• Written request:
From the data below, pull out each line that contains the string "When". Treat uppercase and lowercase as different.
-- Begin --
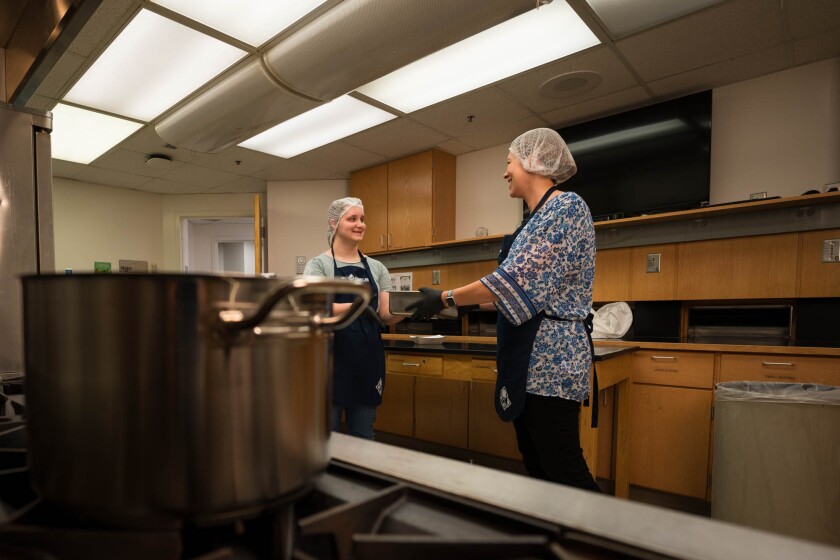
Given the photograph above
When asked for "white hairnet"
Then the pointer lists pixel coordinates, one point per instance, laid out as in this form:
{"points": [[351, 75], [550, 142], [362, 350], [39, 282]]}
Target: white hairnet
{"points": [[543, 151], [337, 210]]}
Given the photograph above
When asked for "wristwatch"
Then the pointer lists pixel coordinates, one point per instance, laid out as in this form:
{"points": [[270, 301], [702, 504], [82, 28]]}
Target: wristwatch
{"points": [[450, 301]]}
-- End --
• Correct answer:
When asked for "white hairnet"
When asked for "wristwatch"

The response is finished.